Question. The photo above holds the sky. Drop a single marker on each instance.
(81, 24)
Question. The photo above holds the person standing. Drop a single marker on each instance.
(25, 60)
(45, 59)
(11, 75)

────────────────

▸ **Problem requirements**:
Type out every line of the records above again, with no changes.

▸ **Solution to this problem**:
Question. The photo above holds the sky. Drop a single marker on each instance.
(81, 24)
Question. The photo above holds the person standing. Drop a single marker on each instance.
(25, 60)
(45, 59)
(11, 75)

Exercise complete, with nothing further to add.